Il ssn non garantisce più l’universalità di accesso alle cure sistema

Anzi favorisce le disuguaglianz tra Nord e Sud del Paese. E la Sanità privata si arricchisce con l’aumentare del numero di famiglie che si indebitano

I progressivi e costanti tagli che negli ultimi anni hanno colpito il Sistema Sanitario Nazionale, fresco dei festeggiamenti per i suoi 40 anni di vita, hanno di fatto privato una fetta consistente della popolazione dell’accesso alle cure, obbligando un’altra parte a indebitarsi per curarsi. Lo attestano i dati del nuovo rapporto CREA Sanità, realizzato dal dipartimento di economia e finanza dell’Università di Tor Vergata e pubblicato a fine di gennaio.

Il motivo più importante dell’intervento pubblico nella Sanità è l’equità, requisito necessario per garantire l’accesso universale alle cure, indipendentemente dalle proprie condizioni economiche. Eppure nel 2017 4,5 milioni di italiani, il 17,6% delle famiglie residenti, è stato costretto a limitare le spese sanitare per problemi economici. Di questi, 1,1 milioni vi hanno del tutto rinunciato. I due terzi di queste famiglie appartengono ai quintili di minor consumo, cioè alle fasce più povere della popolazione.

Il Mezzogiorno è stata la parte del Paese più colpita (con il 5,6% delle famiglie), seguita dal Centro (5,1%), dal Nord-Ovest (3%) e dal Nord-Est (2,8%). Il disagio economico per le spese sanitarie, combinazione di impoverimento per consumi sanitari e nuove rinunce per motivi economici, ha colpito il 5,5% delle famiglie, ed è significativamente superiore nel Sud (7,9% delle famiglie). Rispetto all’anno precedente, si è registrata una riduzione del disagio nelle Regioni del Centro e del Nord ma un sensibile aumento in quelle del Sud (dall’8,3% all’8,4%).

Un fenomeno dovuto ai continui tagli al SSN che vede così crescere il divario nei confronti dei Paesi dell’Unione Europea. Divario di spesa che sel nel 2016 era del 35,2%, nel 2017 è salito al 36,8%.

L’oggettività del mancato finanziamento è evidente dal fatto che la quota pubblica di tutela in Italia, a partire dal 2009, si è allontanata da quella dei Paesi dell’Europa occidentale e centrale, il nucleo originario, e tenda ad allinearsi a quella dei Paesi dell’Est, entrati dopo.

▶ _Estratti dei dati_
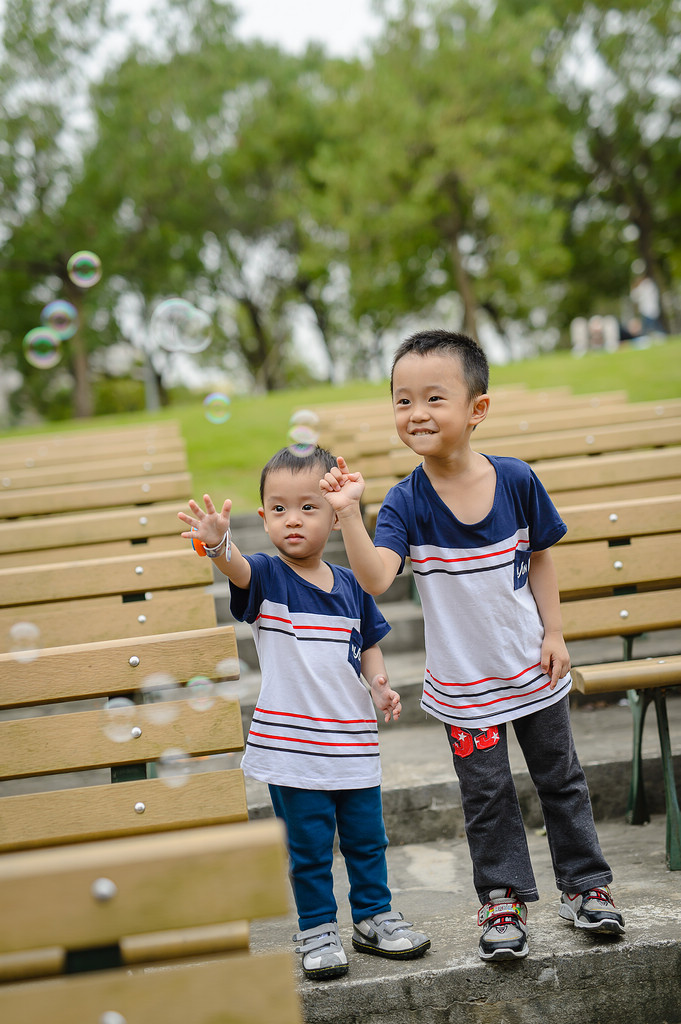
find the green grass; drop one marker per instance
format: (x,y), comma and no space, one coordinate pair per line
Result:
(225,460)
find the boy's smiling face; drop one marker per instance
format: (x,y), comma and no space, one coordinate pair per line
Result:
(433,413)
(296,516)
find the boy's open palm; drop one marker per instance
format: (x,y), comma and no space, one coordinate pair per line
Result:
(341,487)
(385,698)
(209,526)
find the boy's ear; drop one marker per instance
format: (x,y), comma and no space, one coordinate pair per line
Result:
(480,409)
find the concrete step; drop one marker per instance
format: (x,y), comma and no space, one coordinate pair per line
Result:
(569,977)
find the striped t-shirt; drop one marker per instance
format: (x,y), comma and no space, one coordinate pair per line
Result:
(314,723)
(482,629)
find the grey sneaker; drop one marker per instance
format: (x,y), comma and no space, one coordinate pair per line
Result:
(323,951)
(503,921)
(389,935)
(594,909)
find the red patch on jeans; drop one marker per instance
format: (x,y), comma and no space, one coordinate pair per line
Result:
(462,741)
(488,738)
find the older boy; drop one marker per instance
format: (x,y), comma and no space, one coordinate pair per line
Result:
(313,736)
(477,529)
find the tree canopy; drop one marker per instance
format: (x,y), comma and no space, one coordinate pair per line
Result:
(498,167)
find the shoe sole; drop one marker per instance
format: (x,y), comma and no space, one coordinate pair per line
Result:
(608,926)
(414,953)
(504,954)
(326,972)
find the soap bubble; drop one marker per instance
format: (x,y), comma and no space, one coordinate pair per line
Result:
(24,642)
(84,268)
(201,692)
(159,692)
(179,327)
(42,347)
(119,719)
(303,432)
(173,767)
(217,408)
(61,316)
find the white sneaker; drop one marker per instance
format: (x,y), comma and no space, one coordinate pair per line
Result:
(389,935)
(323,951)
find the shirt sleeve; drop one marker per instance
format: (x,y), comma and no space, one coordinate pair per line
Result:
(374,626)
(245,602)
(546,526)
(392,525)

▶ _Istruzioni_
1 - Rispondi a queste domande basandoti sul testo di riferimento:
(a) Quale struttura ha realizzato il nuovo rapporto CREA Sanità?
(b) Quanti italiani hanno rinunciato del tutto alle spese sanitarie?
(c) Da quale anno la quota pubblica di tutela in Italia si è allontanata da quella dei Paesi dell'Europa occidentale e centrale?
2 - Traduci in inglese questa frase del testo di riferimento: "Il motivo più importante dell'intervento pubblico nella Sanità è l'equità, requisito necessario per garantire l'accesso universale alle cure, indipendentemente dalle proprie condizioni economiche."
3 - Modifica il brano del testo di riferimento che parte da "Il ssn non garantisce" e finisce con "fine di gennaio.", riscrivendolo con "Roma" al posto di "Tor Vergata".

▶ _Risultati attesi_
1 -
(a) Il dipartimento di economia e finanza dell'Università di Tor Vergata.
(b) 1,1 milioni.
(c) Dal 2009.

2 - The most important reason for public intervention in healthcare is equity, a necessary requirement for guaranteeing universal access to care, regardless of one's economic circumstances.

3 -
Il ssn non garantisce più l’universalità di accesso alle cure sistema

Anzi favorisce le disuguaglianz tra Nord e Sud del Paese. E la Sanità privata si arricchisce con l’aumentare del numero di famiglie che si indebitano

I progressivi e costanti tagli che negli ultimi anni hanno colpito il Sistema Sanitario Nazionale, fresco dei festeggiamenti per i suoi 40 anni di vita, hanno di fatto privato una fetta consistente della popolazione dell’accesso alle cure, obbligando un’altra parte a indebitarsi per curarsi. Lo attestano i dati del nuovo rapporto CREA Sanità, realizzato dal dipartimento di economia e finanza dell’Università di Roma e pubblicato a fine di gennaio.